▸ SET OF TASKS
- 1) In the review of the film Meuthen's Party below, list every way the text says Eberhardt prefers to shoot Meuthen.
- 2) Rewrite the paragraph of the review of the film Meuthen's Party below that begins "Eberhardt lets us watch" as a shorter bulleted list that keeps its main facts.

▸ EXCERPT PROVIDED
*** Block opens ***

The film opens with two Germans putting up campaign posters with slogans saying ‘Rescue: Bottomless Pit’. These words are symptoms of our volatile society. Posters like this use innocent looking sentences yet some of us know what their message truly is. I guess the poster and the man putting them up needs some context. These posters are for Jorg Meuthen a man as innocent looking as his posters. He’s an economics professor who used to be a member of Germany’s leftist Green Party. But Meuthen’s now a candidate campaigning for the AfD, or the Altervative fur Deutschland.
The ‘rescue’ that Meuthen mentions in one of his posters pertain to the rescue of Syrian refugees. The party’s anti-refugee stance has made them slightly more popular in Meuthen’s southern province of Baden-Wurttenberg. But the party is not just anti-refugee – they’re also anti-immigrant, Islamophobic anti-sex education, and transphobic. They’re an ‘anti’ party, as much as he likes to deny it. Marc Eberhardt’s Meuthen’s Party follows Meuthen during the campaign to win a seat in his province’s Bundestag. Eberhardt captures both the smaller and larger tasks that Meuthen himself must do to win.
Eberhardt lets us watch Meuthen put up posters in the middle of the night and make public appearances. I found myself slightly at odds with Eberhardt’s approach, capturing even the Meuthen’s smallest tasks. He also makes sure to distance himself from his subject. He prefers to shoot Meuthen behind glass partitions or on TV screens or video projections. Sometimes I wish he got into his face the way we see journalists and protesters do. But I understand that all he needs is subtext. A racist putting up posters or blowing up balloons is still a racist. And all Eberhardt needs to do is to show us that this person exists.

*** Block closes ***

▸ PROVIDED MATERIAL

*** Block opens ***

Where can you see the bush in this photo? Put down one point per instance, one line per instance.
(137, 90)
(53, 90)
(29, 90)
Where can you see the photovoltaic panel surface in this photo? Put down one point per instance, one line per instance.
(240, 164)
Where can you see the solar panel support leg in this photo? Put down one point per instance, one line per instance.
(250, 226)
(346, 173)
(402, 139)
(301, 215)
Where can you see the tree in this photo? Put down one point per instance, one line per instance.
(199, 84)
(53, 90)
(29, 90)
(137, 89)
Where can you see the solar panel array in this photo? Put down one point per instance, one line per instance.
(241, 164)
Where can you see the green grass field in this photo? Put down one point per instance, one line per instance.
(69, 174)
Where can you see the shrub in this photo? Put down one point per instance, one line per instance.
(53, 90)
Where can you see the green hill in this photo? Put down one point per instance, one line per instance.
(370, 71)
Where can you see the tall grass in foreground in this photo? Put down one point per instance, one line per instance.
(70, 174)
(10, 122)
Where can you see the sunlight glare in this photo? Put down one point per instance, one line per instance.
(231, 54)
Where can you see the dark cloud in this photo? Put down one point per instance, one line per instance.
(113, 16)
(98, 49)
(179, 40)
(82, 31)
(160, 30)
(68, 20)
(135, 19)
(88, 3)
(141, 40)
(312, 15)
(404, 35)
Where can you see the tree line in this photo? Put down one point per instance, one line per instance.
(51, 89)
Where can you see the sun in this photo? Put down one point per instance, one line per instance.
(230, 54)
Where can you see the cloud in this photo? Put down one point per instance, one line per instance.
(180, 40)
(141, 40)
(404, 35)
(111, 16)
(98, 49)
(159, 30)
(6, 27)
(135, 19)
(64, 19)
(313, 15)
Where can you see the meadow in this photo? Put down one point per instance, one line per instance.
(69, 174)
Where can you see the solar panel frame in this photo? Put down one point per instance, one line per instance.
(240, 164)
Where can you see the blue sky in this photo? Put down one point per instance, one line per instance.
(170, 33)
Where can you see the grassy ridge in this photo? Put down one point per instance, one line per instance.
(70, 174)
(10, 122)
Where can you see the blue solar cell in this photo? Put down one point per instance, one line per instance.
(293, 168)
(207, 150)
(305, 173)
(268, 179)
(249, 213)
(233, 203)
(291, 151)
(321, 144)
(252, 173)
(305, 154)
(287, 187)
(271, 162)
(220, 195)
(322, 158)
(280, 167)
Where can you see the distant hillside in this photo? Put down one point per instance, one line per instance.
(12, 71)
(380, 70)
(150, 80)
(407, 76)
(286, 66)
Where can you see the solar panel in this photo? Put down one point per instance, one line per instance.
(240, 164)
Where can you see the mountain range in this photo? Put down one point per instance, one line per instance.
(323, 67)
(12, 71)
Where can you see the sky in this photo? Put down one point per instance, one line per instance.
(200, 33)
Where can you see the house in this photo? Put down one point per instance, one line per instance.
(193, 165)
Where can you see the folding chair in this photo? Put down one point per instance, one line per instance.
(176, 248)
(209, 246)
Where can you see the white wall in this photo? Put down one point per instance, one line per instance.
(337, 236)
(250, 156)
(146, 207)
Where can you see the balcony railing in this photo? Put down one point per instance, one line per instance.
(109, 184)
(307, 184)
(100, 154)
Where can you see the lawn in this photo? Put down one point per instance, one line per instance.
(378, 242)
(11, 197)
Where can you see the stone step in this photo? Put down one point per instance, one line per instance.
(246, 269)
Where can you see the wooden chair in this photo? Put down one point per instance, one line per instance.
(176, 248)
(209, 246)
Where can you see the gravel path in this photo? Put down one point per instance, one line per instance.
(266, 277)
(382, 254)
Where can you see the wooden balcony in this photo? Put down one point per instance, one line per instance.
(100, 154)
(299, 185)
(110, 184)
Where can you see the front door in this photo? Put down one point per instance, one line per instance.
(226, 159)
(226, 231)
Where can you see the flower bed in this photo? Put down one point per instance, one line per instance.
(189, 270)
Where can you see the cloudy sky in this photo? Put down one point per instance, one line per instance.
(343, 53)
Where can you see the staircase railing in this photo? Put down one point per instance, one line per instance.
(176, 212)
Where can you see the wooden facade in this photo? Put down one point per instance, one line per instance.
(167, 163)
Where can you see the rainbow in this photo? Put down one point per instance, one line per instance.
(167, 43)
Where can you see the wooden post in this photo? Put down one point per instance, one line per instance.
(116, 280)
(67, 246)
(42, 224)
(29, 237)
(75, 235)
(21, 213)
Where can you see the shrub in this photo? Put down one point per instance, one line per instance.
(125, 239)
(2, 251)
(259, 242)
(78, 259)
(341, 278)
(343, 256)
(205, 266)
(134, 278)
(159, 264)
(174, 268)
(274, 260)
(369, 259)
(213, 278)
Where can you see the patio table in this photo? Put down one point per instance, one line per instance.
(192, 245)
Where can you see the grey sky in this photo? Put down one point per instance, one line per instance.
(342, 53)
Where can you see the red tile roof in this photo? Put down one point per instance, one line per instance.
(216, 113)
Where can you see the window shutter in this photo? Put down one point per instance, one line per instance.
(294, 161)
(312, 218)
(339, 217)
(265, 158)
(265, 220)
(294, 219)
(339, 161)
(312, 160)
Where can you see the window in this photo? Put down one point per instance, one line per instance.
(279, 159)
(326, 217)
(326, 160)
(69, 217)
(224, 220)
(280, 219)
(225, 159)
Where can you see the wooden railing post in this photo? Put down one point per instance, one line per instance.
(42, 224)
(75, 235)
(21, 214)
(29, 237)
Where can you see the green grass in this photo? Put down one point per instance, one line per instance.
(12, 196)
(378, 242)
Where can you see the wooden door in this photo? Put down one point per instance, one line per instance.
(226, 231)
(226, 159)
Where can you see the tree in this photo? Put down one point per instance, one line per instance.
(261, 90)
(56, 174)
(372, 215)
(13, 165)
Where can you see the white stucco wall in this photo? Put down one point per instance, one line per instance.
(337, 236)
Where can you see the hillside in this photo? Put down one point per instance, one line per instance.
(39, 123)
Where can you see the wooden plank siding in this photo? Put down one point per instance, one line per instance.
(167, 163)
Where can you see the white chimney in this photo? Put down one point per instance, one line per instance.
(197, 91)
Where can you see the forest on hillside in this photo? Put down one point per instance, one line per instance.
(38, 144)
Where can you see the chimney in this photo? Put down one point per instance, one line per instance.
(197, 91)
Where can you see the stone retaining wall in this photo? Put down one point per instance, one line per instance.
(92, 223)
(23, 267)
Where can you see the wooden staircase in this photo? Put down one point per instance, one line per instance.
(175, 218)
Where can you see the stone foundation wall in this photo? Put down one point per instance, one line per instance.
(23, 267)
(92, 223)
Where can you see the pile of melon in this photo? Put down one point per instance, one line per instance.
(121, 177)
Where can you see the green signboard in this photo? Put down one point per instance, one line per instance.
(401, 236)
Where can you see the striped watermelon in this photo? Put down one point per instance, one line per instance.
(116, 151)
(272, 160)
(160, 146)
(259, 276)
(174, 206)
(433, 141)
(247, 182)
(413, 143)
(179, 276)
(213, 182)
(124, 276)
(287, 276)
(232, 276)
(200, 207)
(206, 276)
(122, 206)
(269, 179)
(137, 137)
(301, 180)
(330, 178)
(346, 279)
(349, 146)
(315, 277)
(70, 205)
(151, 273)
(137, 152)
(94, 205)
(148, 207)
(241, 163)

*** Block closes ***

▸ REPLIES
- 1)
- Behind glass partitions
- On TV screens
- In video projections

- 2)
- Eberhardt shows Meuthen putting up posters at night and making public appearances.
- The reviewer was slightly at odds with Eberhardt's choice to capture even Meuthen's smallest tasks.
- Eberhardt keeps his distance, preferring to shoot Meuthen behind glass partitions or on TV screens or video projections.
- The reviewer sometimes wished he got into Meuthen's face the way journalists and protesters do.
- Still, the reviewer understands that Eberhardt needs only subtext. A racist putting up posters or blowing up balloons is still a racist, and showing that this person exists is enough.